--- Start of Provided material ---

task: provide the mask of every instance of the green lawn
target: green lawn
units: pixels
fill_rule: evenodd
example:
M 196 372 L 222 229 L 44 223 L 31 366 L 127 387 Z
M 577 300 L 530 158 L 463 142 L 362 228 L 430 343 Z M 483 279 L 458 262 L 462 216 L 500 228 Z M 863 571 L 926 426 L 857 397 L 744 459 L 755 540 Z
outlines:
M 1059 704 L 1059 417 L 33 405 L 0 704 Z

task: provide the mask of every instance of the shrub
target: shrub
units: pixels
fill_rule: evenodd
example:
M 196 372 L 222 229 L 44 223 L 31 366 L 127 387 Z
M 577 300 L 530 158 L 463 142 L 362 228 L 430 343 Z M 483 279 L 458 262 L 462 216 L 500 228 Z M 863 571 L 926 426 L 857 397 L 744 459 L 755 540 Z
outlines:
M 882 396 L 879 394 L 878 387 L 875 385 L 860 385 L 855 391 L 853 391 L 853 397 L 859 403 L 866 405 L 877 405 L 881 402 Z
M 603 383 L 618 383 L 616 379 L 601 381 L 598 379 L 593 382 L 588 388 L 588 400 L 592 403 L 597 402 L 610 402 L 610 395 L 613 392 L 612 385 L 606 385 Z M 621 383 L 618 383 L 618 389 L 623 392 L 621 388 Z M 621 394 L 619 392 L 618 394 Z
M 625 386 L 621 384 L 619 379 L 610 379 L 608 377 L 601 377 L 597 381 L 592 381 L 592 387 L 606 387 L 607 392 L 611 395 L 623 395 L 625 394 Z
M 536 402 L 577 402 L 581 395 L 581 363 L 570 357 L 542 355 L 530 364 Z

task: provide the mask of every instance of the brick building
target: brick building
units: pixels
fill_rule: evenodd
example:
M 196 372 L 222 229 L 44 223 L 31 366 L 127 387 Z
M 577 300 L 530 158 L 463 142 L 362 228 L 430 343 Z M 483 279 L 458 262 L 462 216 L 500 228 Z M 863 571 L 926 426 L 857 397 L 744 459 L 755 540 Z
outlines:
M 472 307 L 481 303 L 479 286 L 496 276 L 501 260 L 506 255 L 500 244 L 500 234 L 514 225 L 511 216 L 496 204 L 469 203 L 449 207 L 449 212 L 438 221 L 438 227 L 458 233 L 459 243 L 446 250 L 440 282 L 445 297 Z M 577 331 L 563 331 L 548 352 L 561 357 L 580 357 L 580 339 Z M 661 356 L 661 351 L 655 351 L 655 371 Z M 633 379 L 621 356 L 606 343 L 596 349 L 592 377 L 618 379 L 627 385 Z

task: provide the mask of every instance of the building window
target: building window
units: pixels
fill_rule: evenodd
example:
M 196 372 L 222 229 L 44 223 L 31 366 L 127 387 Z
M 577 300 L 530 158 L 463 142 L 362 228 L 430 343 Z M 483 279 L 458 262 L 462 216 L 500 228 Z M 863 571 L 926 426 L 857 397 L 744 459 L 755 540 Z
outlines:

--- End of Provided material ---

#### What is required
Make an exact copy of the material above.

#### Result for this exercise
task: provide the mask of every instance of the green lawn
target: green lawn
units: pixels
fill_rule: evenodd
example:
M 196 372 L 222 229 L 44 223 L 31 366 L 127 387 Z
M 577 300 L 530 158 L 463 142 L 362 228 L 430 343 Z M 483 279 L 458 262 L 462 216 L 500 228 Z M 863 571 L 926 426 L 857 397 L 744 459 L 755 540 Z
outlines:
M 1059 704 L 1059 417 L 33 405 L 0 704 Z

task: provide the mask of every instance of the shrub
target: shrub
units: pixels
fill_rule: evenodd
example:
M 196 372 L 222 229 L 44 223 L 31 366 L 127 387 Z
M 577 300 L 530 158 L 463 142 L 362 228 L 430 343 Z M 483 279 L 458 262 L 462 216 L 500 228 Z M 863 571 L 926 426 L 857 397 L 744 459 L 755 540 Z
outlines:
M 882 396 L 879 394 L 878 387 L 875 385 L 860 385 L 855 391 L 853 391 L 853 397 L 859 403 L 866 405 L 877 405 L 881 402 Z
M 603 383 L 618 383 L 616 379 L 601 381 L 598 379 L 593 382 L 588 388 L 588 400 L 592 403 L 597 402 L 610 402 L 610 395 L 613 392 L 612 385 L 606 385 Z M 621 383 L 618 383 L 618 389 L 623 392 L 621 388 Z M 621 394 L 619 392 L 618 394 Z
M 625 386 L 621 384 L 619 379 L 610 379 L 608 377 L 601 377 L 597 381 L 592 381 L 592 387 L 606 387 L 607 392 L 611 395 L 623 395 L 625 394 Z
M 536 402 L 577 402 L 581 395 L 581 363 L 570 357 L 542 355 L 530 364 Z

task: provide the mask of every instance of the brick building
target: brick building
units: pixels
fill_rule: evenodd
example:
M 196 372 L 222 229 L 44 223 L 31 366 L 127 387 Z
M 577 300 L 530 158 L 463 142 L 362 228 L 430 343 Z M 483 279 L 458 262 L 462 216 L 500 228 Z M 863 571 L 926 426 L 857 397 L 744 459 L 755 540 Z
outlines:
M 472 307 L 481 303 L 479 286 L 496 276 L 501 260 L 506 255 L 500 244 L 500 234 L 514 225 L 511 216 L 496 204 L 469 203 L 449 207 L 449 212 L 438 221 L 438 227 L 458 233 L 459 243 L 446 250 L 440 282 L 445 297 Z M 577 331 L 563 331 L 548 352 L 561 357 L 580 357 L 580 339 Z M 661 356 L 661 351 L 655 351 L 655 371 Z M 633 379 L 621 356 L 606 343 L 596 349 L 592 377 L 618 379 L 627 385 Z

task: provide the mask of every instance of the building window
target: building window
units: pixels
fill_rule: evenodd
example:
M 196 372 L 222 229 L 44 223 L 31 366 L 127 387 Z
M 577 300 L 530 158 L 463 142 L 362 228 L 430 343 Z M 483 279 L 458 262 L 462 216 L 500 228 Z M 863 571 L 926 426 L 857 397 L 744 459 L 755 540 Z
outlines:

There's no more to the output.